=== Section Start ===

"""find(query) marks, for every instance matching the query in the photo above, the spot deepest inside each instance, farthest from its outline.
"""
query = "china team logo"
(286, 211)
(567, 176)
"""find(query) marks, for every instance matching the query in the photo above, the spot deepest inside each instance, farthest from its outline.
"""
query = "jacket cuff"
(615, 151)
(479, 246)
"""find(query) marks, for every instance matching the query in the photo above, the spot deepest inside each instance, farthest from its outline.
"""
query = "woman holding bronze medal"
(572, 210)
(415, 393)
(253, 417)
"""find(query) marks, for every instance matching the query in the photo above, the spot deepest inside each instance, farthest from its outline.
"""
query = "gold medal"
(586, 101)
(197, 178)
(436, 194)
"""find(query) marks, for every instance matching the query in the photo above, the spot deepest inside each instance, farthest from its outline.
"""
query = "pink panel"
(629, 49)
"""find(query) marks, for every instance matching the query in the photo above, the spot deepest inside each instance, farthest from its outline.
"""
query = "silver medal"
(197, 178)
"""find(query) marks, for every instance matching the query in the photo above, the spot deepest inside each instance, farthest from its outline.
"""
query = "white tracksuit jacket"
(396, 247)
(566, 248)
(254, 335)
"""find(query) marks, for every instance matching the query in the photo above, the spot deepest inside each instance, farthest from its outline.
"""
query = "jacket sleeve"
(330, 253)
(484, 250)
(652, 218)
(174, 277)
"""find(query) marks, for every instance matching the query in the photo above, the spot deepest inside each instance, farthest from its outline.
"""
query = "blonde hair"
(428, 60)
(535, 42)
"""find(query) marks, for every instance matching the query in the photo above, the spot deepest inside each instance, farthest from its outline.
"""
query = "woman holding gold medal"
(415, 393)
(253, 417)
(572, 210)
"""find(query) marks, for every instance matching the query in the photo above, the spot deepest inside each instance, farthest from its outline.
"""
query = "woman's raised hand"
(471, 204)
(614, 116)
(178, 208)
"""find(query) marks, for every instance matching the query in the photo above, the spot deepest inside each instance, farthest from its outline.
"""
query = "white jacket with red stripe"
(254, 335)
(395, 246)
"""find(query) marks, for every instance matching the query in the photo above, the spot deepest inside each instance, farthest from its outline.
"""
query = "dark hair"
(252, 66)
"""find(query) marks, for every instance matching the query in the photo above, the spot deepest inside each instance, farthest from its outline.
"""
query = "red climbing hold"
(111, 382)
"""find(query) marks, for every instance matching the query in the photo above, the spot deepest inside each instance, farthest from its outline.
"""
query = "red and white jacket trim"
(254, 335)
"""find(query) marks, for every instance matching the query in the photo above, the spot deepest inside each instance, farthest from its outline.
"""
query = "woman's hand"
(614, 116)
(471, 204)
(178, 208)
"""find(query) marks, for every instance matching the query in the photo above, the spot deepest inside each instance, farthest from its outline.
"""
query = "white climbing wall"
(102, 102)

=== Section End ===
=== Section Start ===

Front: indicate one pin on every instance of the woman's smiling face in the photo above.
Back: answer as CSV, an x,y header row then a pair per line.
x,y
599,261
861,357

=== Section End ===
=== Section Start ===

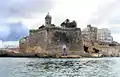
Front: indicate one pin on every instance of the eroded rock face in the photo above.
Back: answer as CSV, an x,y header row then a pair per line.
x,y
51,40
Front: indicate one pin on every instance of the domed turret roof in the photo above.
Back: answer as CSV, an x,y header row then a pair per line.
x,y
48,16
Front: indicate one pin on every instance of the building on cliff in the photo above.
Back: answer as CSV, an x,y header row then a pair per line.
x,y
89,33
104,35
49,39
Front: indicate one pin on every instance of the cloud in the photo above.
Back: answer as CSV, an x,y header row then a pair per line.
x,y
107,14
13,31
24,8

=== Section End ===

Look for the word "Front" in every line of the listing and copy the lines that have it.

**OUTPUT BELOW**:
Front: indicate one pin on every instance of the woman's smiling face in the photo above.
Front: indicate one pin on every instance of the eroded rock face in the photo above.
Front: indicate one pin on every instance of the domed turret roof in the photo above.
Front: indicate one pin on every instance of the building on cliff in the photo above.
Front: indicate one pin on every instance of the cloud in the photo above.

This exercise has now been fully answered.